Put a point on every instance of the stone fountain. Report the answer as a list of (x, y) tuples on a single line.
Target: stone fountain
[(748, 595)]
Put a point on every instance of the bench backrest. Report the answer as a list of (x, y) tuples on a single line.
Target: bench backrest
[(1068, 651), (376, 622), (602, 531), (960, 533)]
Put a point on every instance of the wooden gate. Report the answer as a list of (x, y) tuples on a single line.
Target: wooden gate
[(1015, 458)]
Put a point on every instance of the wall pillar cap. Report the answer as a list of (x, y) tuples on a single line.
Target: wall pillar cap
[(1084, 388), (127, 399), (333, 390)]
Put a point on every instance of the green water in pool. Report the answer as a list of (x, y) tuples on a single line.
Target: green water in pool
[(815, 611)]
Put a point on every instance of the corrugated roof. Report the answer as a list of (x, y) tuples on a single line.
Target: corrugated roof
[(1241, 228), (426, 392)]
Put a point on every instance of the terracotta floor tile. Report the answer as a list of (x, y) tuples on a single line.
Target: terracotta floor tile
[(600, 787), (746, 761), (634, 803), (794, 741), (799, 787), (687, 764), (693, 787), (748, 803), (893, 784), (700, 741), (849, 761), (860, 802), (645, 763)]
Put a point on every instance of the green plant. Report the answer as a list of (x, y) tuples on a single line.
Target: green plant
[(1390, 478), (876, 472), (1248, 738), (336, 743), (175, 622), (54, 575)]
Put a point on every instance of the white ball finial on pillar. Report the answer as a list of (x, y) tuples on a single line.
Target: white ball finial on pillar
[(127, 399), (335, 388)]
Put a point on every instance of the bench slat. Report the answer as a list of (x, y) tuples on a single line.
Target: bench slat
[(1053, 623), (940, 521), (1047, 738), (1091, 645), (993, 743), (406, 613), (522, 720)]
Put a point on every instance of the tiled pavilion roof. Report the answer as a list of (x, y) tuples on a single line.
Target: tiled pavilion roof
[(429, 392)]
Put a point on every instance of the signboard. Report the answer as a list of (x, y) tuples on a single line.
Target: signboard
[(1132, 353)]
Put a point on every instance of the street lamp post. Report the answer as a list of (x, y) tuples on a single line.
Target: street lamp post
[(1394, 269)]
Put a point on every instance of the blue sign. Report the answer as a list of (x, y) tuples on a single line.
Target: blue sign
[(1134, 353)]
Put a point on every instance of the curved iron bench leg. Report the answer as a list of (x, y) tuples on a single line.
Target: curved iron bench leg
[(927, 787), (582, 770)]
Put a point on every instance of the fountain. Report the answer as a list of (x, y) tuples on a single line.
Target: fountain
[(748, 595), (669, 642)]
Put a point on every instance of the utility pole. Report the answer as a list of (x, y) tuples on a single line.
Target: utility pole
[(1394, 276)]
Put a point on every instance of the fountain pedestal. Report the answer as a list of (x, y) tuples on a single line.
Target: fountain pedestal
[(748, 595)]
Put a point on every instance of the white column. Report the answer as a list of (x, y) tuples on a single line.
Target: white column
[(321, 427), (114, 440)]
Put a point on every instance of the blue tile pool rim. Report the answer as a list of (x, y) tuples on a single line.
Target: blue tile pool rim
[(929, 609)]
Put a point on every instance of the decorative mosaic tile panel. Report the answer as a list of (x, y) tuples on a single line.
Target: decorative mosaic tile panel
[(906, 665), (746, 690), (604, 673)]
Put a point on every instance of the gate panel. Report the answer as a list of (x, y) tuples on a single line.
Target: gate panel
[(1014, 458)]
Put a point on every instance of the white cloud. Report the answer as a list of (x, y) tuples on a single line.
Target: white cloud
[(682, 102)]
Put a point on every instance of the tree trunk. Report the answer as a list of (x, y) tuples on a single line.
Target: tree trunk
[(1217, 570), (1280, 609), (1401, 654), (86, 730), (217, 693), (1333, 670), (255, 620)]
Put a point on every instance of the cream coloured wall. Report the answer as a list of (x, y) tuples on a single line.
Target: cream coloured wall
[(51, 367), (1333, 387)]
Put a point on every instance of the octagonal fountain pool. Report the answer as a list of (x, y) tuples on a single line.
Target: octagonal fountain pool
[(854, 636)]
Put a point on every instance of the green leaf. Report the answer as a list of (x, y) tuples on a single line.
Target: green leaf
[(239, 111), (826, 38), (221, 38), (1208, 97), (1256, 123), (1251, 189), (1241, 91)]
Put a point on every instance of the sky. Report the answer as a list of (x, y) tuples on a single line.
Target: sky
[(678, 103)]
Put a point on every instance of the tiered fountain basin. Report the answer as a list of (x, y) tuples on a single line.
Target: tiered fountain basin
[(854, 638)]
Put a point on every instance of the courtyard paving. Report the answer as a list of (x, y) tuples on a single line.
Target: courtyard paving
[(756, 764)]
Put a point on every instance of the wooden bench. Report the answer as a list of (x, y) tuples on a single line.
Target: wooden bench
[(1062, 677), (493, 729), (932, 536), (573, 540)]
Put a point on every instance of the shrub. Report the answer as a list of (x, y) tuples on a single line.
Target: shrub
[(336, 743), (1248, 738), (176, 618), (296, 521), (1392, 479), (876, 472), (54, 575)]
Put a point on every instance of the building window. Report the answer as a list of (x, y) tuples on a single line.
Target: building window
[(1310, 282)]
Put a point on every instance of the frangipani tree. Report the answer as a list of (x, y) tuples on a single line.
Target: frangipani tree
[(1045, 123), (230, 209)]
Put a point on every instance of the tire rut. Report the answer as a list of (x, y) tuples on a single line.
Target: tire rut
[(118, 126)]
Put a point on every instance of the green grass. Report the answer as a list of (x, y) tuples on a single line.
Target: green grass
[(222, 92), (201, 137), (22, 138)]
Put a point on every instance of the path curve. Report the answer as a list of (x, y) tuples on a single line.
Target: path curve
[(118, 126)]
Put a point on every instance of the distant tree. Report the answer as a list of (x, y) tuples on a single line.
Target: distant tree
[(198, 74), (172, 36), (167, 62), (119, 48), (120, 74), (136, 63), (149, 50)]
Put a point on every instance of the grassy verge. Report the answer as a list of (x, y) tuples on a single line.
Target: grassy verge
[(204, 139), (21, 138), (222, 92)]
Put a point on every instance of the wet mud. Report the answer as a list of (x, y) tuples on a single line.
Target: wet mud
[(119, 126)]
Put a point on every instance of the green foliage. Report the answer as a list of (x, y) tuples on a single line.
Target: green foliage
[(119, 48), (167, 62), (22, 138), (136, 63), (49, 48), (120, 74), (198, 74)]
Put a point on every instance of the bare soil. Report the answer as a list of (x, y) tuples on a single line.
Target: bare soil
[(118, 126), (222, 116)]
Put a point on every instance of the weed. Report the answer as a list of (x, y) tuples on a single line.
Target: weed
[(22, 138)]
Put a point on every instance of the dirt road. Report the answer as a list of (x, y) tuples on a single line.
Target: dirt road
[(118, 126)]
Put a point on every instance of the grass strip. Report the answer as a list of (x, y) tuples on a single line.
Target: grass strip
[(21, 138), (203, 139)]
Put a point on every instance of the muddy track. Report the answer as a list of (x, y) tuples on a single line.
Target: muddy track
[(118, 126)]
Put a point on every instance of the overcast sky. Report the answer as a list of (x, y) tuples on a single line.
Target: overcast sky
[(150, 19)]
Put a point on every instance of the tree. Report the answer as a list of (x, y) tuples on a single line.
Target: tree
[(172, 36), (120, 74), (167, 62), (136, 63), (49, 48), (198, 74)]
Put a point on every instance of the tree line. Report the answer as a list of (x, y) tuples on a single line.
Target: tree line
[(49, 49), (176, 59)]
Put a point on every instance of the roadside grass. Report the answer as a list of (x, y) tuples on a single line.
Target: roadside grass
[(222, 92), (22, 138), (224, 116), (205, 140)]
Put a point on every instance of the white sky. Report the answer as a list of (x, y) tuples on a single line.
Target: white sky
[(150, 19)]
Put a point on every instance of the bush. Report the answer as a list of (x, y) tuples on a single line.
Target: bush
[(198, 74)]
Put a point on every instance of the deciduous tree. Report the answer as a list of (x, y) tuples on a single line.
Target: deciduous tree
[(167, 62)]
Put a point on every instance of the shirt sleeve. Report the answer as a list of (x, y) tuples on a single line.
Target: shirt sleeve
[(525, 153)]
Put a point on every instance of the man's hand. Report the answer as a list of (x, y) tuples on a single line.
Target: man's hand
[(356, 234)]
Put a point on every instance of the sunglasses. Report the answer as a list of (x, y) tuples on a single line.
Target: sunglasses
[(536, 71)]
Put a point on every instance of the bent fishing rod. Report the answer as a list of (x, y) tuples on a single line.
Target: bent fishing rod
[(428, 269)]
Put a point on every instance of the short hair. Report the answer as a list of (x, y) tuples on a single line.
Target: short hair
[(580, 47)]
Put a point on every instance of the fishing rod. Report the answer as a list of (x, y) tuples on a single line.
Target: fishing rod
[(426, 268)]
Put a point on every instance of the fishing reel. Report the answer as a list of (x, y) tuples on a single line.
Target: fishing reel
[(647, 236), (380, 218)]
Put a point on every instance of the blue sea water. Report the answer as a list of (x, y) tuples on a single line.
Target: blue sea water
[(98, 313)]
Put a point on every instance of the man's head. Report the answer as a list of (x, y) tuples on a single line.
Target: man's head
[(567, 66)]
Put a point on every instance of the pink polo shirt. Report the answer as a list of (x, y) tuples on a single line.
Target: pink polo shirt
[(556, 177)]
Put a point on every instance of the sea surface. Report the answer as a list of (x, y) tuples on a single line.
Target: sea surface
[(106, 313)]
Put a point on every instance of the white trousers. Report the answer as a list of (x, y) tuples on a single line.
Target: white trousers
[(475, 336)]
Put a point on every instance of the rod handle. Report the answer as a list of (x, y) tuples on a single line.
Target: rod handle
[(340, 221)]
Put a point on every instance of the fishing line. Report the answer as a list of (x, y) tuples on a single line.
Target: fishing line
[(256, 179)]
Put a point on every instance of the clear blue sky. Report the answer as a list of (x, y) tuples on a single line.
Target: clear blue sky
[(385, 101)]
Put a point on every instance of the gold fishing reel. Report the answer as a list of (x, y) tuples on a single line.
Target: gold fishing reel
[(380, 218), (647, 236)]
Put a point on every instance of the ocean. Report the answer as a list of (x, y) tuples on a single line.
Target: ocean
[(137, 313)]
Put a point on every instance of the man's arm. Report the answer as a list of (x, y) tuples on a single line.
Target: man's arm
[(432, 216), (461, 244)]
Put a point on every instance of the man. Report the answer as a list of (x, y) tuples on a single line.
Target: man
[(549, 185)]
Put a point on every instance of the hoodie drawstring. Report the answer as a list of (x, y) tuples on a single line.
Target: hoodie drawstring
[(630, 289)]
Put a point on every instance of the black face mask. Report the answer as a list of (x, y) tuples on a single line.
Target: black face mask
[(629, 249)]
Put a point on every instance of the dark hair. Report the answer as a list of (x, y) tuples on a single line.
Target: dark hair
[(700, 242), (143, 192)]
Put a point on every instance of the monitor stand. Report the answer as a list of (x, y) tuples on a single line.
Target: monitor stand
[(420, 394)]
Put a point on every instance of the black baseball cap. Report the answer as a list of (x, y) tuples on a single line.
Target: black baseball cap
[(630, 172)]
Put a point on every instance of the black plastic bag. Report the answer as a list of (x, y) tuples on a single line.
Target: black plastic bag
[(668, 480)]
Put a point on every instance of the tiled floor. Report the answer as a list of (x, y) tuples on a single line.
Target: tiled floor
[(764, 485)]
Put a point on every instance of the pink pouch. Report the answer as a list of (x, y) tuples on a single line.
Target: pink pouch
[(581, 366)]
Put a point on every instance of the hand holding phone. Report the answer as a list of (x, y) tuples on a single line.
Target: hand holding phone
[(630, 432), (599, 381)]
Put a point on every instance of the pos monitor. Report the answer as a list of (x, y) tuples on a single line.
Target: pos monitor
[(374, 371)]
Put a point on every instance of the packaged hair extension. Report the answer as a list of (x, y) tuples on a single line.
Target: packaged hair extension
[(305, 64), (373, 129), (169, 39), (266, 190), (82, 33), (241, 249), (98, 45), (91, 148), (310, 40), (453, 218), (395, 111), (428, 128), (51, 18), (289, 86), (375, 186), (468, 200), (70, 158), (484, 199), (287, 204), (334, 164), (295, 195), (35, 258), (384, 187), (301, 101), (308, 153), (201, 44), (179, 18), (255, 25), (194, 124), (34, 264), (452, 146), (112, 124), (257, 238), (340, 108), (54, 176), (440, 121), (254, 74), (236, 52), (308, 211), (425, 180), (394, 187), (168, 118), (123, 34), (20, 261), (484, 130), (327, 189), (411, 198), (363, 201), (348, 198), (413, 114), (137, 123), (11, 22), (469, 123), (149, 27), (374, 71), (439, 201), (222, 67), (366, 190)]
• • • • • • •
WORK TO COMPLETE: Copy the data starting at the line that contains "Put a point on every instance of the shirt" and ending at the line that contains "[(385, 101)]", swapping each "fishing rod" for "fishing pole" and changing nothing else.

EXERCISE ANSWER:
Put a point on every instance of the shirt sleeve. Report the answer as a list of (x, y) tuples on a single line.
Target: shirt sleeve
[(525, 153)]
Put a point on every instance of the man's hand. Report the answer as a list of (x, y) tuples on a single line.
Target: man's hand
[(356, 234)]
Put a point on every instance of the sunglasses. Report the answer as a list of (x, y) tuples on a single line.
Target: sunglasses
[(536, 71)]
Put a point on every instance of the bent fishing pole. Report the answer as a list of (x, y) tuples on a single line.
Target: bent fishing pole
[(428, 269)]
Put a point on every instance of the short hair. Report the answer as a list of (x, y) tuples on a single line.
Target: short hair
[(580, 47)]
Put a point on every instance of the fishing pole. Report the answer as a list of (x, y) tuples on a single line.
Target: fishing pole
[(426, 268)]
Put a point on every instance of the fishing reel. Report the answer as a list of (x, y) tuples on a single line.
Target: fishing reel
[(647, 236), (380, 218)]
Put a point on every instance of the blue sea water. Report the answer as a list of (x, y) tuples on a single line.
Target: blue sea water
[(98, 313)]
Put a point on every instance of the man's head. Report the answer as a list of (x, y) tuples on a single line.
Target: man's head
[(567, 66)]
Put a point on every instance of the pink polo shirt. Report the answer as a list of (x, y) tuples on a single line.
Target: pink polo shirt
[(556, 177)]
Put a point on every instance of the sea surface. Report the answer as a list of (x, y) tuples on a single line.
Target: sea surface
[(106, 313)]
Put a point on every instance of the white trousers. Report the answer as a list of (x, y) tuples on a single line.
Target: white trousers
[(475, 336)]
Put a point on every instance of the rod handle. Report the answer as a list of (x, y) tuples on a single line.
Target: rod handle
[(340, 221)]
Put a point on every instance of the fishing line. Report the answer as a list of (x, y) tuples on a single line.
Target: fishing line
[(256, 179)]
Put a point on every instance of the clear blue sky. Report the answer as a list of (x, y) tuples on a single line.
Target: clear blue sky
[(385, 101)]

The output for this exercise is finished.